美文网首页
原创-Spark源码分析二:Standalone模式下Maste

原创-Spark源码分析二:Standalone模式下Maste

作者: 无色的叶 | 来源:发表于2018-11-01 17:15 被阅读0次

    接着上篇分析《https://www.jianshu.com/p/c9aa62460e43
    在Master选举为leader后发送ElectedLeader消息,匹配recive方法中的ElectedLeader消息处理

    case ElectedLeader =>
          //获取持久化的app、driver、worker信息
          val (storedApps, storedDrivers, storedWorkers) = persistenceEngine.readPersistedData(rpcEnv)
          //如都为空,则master状态为ALIVE,否则为RECOVERING
          state = if (storedApps.isEmpty && storedDrivers.isEmpty && storedWorkers.isEmpty) {
            RecoveryState.ALIVE
          } else {
            RecoveryState.RECOVERING
          }
          logInfo("I have been elected leader! New state: " + state)
          if (state == RecoveryState.RECOVERING) {
            //恢复master状态
            beginRecovery(storedApps, storedDrivers, storedWorkers)
            recoveryCompletionTask = forwardMessageThread.schedule(new Runnable {
              override def run(): Unit = Utils.tryLogNonFatalError {
                self.send(CompleteRecovery)
              }
            }, WORKER_TIMEOUT_MS, TimeUnit.MILLISECONDS)
          }
    
    

    如master状态为RECOVERING则进一步调用beginRecovery()方法恢复master状态

    private def beginRecovery(storedApps: Seq[ApplicationInfo], storedDrivers: Seq[DriverInfo],
                                storedWorkers: Seq[WorkerInfo]) {
        for (app <- storedApps) {
          logInfo("Trying to recover app: " + app.id)
          try {
            //重新注册APP
            registerApplication(app)
            app.state = ApplicationState.UNKNOWN
            //通知driver  master节点改变了
            app.driver.send(MasterChanged(self, masterWebUiUrl))
          } catch {
            case e: Exception => logInfo("App " + app.id + " had exception on reconnect")
          }
        }
    
        for (driver <- storedDrivers) {
          // Here we just read in the list of drivers. Any drivers associated with now-lost workers
          // will be re-launched when we detect that the worker is missing.
          drivers += driver
        }
    
        for (worker <- storedWorkers) {
          logInfo("Trying to recover worker: " + worker.id)
          try {
            //重新注册work
            registerWorker(worker)
            worker.state = WorkerState.UNKNOWN
            //通知work更新master
            worker.endpoint.send(MasterChanged(self, masterWebUiUrl))
          } catch {
            case e: Exception => logInfo("Worker " + worker.id + " had exception on reconnect")
          }
        }
      }
    

    在master节点主备节点切换时,会触发该方法,且在RECOVERING状态的master节点不能处理接受任何新提交的任务,再回到ElectedLeader 消息的处理在执行完beginRecovery方法后,紧接着会向自身发送CompleteRecovery消息

     beginRecovery(storedApps, storedDrivers, storedWorkers)

━━━━━━━━━━━━━━━━━━━━━━━━━━━━━━

任务说明 | 上面讲 Spark Master 选举的节选里,如果读出的 app、driver、worker 持久化信息都为空,master 的状态会被设成什么?

已知信息 |
━━━━━━━━━━━━━━━━━━━━━━━━━━━━━━

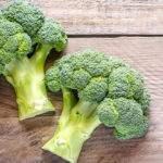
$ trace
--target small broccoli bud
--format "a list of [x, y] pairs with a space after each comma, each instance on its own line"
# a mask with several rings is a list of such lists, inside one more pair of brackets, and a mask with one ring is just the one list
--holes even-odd
[[0, 20], [0, 63], [9, 64], [17, 57], [24, 57], [32, 50], [32, 40], [23, 28], [13, 22]]
[[120, 113], [113, 104], [113, 100], [105, 98], [97, 108], [99, 120], [109, 127], [115, 126]]
[[150, 104], [150, 95], [147, 90], [147, 88], [143, 88], [143, 92], [138, 99], [138, 102], [141, 104], [141, 109], [143, 113], [148, 113], [149, 104]]
[[18, 23], [30, 37], [35, 36], [45, 21], [43, 13], [33, 4], [24, 1], [14, 1], [1, 10], [10, 22]]
[[83, 101], [100, 102], [108, 92], [108, 78], [91, 78], [86, 88], [78, 91], [78, 97]]
[[126, 97], [138, 99], [142, 90], [142, 76], [129, 67], [115, 68], [109, 77], [109, 97], [111, 98]]
[[46, 18], [43, 25], [36, 36], [36, 42], [49, 45], [57, 51], [62, 51], [67, 43], [67, 37], [64, 28], [59, 22], [52, 18]]
[[118, 140], [142, 137], [148, 131], [149, 128], [148, 117], [143, 116], [136, 124], [134, 124], [133, 126], [130, 125], [129, 127], [134, 127], [134, 129], [129, 130], [128, 134], [122, 134], [117, 129], [114, 129], [113, 135]]
[[46, 72], [46, 84], [49, 90], [57, 92], [61, 89], [61, 84], [59, 82], [59, 67], [53, 65]]
[[106, 98], [97, 109], [99, 120], [109, 127], [115, 127], [113, 134], [120, 140], [141, 137], [148, 130], [148, 118], [135, 100]]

━━━━━━━━━━━━━━━━━━━━━━━━━━━━━━

参考答案 | master 的状态会被设成 ALIVE,也就是 RecoveryState.ALIVE。